## PROBLEMS TO SOLVE
A. Answer these questions about the Barman restore notes:
(i) Which tool made the backup that is to be restored?
(ii) According to the hypothesis, to which two kinds of target should a point-in-time restore succeed?
(iii) In the prerequisites checklist, what is the GitLab backup command configured to exclude?
B. In the records, copy the lines starting with the line that contains "Task: Where can the forest path" and going on through the line that contains "x=251, y=584", both included.

## PASSAGE GIVEN
20251230:20 - Restore GitLab backup using Barman

Goals

Test restoring a backup made with Barman (see 20251118:05 - Explore Barman for PostgreSQL Bac... (#260))

To accomplish this, I want to plan these out in a bit of detail, and update this issue's description with the restoration work

Having made some backups, I want to test that

I need to finish this work by testing an actual restore from my backup

Hypotheses

A Barman backup of GitLab's PostgreSQL database can be successfully restored to a specific point-in-time, both in-place and to a new server, with all database changes before the recovery point preserved and all changes after the recovery point reverted.

Setting up build/test/run apparatus

Prerequisites Checklist

  • Barman server operational with streaming archiver
  • First successful backup completed
  • WAL streaming active and verified
  • GitLab backup command configured (excluding database)

## DATA RECORDS
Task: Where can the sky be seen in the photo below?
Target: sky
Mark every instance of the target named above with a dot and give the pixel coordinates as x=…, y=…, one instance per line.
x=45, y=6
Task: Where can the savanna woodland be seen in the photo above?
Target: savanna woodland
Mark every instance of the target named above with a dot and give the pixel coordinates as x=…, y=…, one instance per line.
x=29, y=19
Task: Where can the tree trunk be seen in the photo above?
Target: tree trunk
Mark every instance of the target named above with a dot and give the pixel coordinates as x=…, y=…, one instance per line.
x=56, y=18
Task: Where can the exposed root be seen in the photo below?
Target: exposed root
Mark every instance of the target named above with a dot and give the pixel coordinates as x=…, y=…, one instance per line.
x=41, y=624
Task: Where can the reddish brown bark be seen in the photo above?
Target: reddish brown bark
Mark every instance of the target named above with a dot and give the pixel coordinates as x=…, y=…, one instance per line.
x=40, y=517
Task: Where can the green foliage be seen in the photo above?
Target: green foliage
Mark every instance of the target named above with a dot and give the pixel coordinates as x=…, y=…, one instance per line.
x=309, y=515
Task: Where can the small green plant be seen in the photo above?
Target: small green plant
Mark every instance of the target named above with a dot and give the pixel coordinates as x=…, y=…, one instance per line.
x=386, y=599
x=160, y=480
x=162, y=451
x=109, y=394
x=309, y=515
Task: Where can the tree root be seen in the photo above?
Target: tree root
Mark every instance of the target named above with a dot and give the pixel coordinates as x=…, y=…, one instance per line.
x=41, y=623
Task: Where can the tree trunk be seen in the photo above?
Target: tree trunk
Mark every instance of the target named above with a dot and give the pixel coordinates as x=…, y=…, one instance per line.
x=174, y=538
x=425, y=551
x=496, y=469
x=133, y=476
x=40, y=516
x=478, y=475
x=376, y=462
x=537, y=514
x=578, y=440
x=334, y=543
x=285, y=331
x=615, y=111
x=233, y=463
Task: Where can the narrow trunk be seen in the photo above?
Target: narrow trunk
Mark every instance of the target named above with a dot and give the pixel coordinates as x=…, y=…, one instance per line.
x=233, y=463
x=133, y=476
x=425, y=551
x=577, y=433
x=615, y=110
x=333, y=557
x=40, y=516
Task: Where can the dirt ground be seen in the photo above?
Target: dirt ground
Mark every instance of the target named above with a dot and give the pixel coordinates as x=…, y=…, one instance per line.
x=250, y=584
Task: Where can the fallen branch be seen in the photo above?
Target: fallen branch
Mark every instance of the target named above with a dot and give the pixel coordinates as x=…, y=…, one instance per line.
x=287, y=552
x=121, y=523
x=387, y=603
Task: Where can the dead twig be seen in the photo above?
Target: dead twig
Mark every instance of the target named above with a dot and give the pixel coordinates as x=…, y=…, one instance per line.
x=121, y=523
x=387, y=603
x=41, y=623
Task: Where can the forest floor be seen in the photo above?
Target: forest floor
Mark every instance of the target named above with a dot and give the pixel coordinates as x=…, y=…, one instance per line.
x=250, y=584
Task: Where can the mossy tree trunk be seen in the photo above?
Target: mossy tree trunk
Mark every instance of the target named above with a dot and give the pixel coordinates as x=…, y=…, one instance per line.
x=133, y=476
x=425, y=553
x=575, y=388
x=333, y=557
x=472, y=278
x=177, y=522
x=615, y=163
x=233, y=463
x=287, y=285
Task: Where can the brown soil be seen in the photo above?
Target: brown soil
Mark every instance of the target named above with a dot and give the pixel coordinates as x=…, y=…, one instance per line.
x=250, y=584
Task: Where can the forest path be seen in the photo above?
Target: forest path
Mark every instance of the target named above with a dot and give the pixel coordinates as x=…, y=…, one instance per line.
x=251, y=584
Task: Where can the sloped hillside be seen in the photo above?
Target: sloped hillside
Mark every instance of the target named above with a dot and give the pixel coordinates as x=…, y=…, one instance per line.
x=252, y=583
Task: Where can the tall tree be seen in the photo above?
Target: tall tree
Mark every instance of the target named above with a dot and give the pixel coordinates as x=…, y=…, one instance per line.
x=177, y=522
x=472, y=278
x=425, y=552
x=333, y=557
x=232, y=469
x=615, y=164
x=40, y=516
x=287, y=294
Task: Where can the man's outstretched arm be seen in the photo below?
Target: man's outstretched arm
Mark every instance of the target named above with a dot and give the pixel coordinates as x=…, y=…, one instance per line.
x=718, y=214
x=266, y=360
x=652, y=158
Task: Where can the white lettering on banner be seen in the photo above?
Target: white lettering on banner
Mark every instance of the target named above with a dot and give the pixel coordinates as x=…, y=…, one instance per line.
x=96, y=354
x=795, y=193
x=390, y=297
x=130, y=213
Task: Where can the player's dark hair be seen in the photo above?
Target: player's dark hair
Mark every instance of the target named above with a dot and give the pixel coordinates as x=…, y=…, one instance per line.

## SOLUTIONS TO THE TASKS
A.
(i) Barman.
(ii) In-place and to a new server.
(iii) The database.

B.
Task: Where can the forest path be seen in the photo above?
Target: forest path
Mark every instance of the target named above with a dot and give the pixel coordinates as x=…, y=…, one instance per line.
x=251, y=584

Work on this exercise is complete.